* [Extract]
******************************

Harvesting and Storing
When to Harvest
Harvest when the first true leaves have developed — typically 7-21 days depending on variety. The cotyledon (seed) leaves are the rounded first pair. True leaves are the second pair that look like a miniature version of the adult plant. Harvesting at the true leaf stage gives the best balance of flavour, nutrition, and texture.
How to Harvest
Cut stems with clean, sharp scissors about 1cm above the soil line. Don’t pull — this disturbs the roots and brings soil into your food. Harvest the entire tray at once or cut sections as needed over 2-3 days.
Storage
Unwashed microgreens last 5-7 days in the fridge in a sealed container lined with a paper towel (absorbs excess moisture). Washed microgreens last 2-3 days — the moisture accelerates wilting. Harvest fresh whenever possible.
The Taste Test
Microgreens taste best within hours of harvest — the flavour is brightest and the texture crispest. If you’ve only ever had supermarket microgreens (which were harvested days ago and travelled in a plastic box), home-grown ones will taste noticeably more vibrant. Radish microgreens in particular lose their peppery punch within 48 hours of cutting. This is the real argument for growing your own: freshness that no shop can match.
Can You Regrow from the Same Tray?

******************************

* [Given problem A] Reproduce the section of the microgreens guide that begins with the words "The Taste Test" and ends with "shop can match.".
The records that come next are unrelated to the microgreens guide.

* [Extracted data]
******************************

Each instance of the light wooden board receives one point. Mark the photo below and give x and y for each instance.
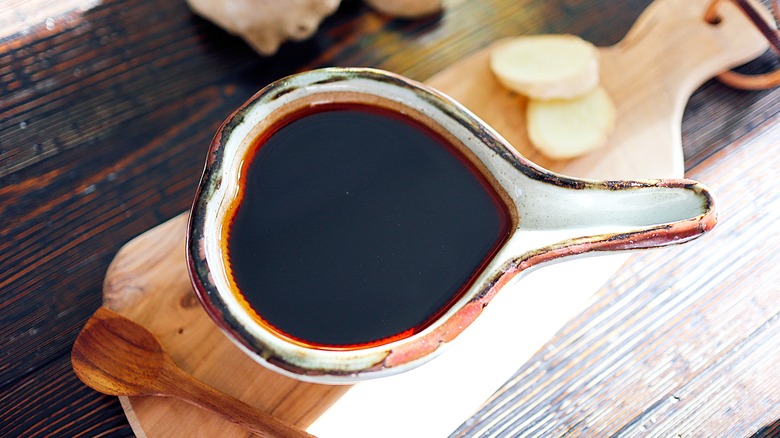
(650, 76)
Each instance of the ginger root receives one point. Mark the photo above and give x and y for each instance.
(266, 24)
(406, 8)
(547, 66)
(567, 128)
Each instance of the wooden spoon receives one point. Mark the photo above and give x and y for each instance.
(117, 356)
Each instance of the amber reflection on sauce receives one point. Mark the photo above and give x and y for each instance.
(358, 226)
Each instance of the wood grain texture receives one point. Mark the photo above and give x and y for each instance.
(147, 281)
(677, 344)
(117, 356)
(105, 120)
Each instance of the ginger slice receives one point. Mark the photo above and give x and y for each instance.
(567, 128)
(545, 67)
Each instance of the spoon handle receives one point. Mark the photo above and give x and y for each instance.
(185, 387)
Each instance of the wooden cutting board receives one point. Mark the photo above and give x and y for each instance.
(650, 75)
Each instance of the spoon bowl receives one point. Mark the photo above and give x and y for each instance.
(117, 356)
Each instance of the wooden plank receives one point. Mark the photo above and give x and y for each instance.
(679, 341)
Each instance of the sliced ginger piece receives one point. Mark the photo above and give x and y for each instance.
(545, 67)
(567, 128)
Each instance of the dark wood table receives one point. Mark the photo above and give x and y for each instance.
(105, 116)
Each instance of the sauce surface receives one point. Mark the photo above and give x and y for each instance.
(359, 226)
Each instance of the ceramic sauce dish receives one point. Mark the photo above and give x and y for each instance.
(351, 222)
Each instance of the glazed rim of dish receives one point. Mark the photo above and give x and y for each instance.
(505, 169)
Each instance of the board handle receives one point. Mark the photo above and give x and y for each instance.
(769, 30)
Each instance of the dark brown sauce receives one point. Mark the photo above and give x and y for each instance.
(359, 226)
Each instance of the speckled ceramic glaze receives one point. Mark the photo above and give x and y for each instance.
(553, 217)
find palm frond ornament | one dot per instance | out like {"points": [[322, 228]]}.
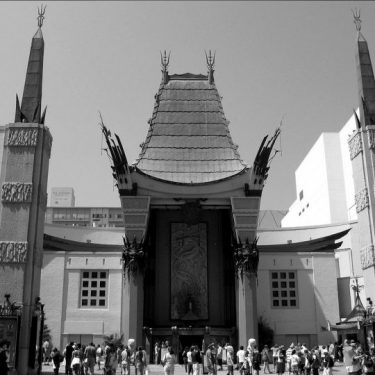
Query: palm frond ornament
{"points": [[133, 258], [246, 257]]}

******************************

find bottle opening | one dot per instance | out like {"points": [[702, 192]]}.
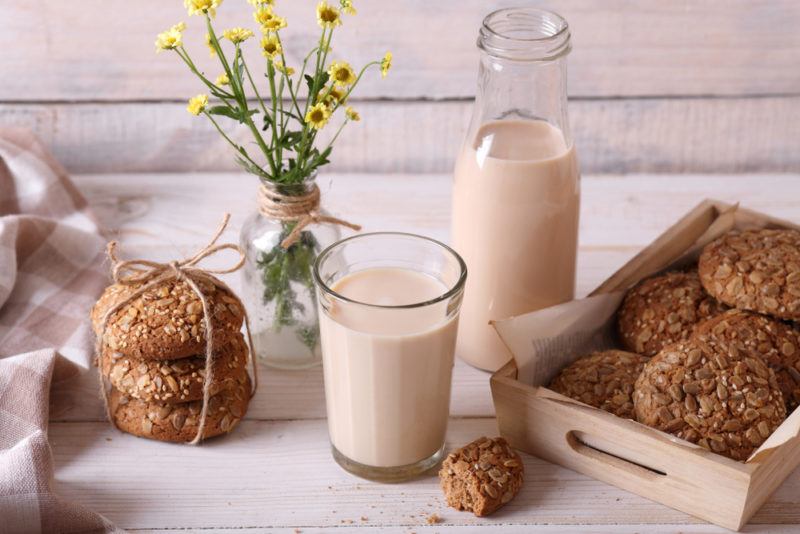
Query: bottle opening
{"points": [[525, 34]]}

******************************

* [Given problem B] List every line in the records that contains the string "bottle".

* [Task answer A]
The Taste Test
Microgreens taste best within hours of harvest — the flavour is brightest and the texture crispest. If you’ve only ever had supermarket microgreens (which were harvested days ago and travelled in a plastic box), home-grown ones will taste noticeably more vibrant. Radish microgreens in particular lose their peppery punch within 48 hours of cutting. This is the real argument for growing your own: freshness that no shop can match.

* [Task answer B]
find bottle opening | one dot per instance | out like {"points": [[702, 192]]}.
Query: bottle opening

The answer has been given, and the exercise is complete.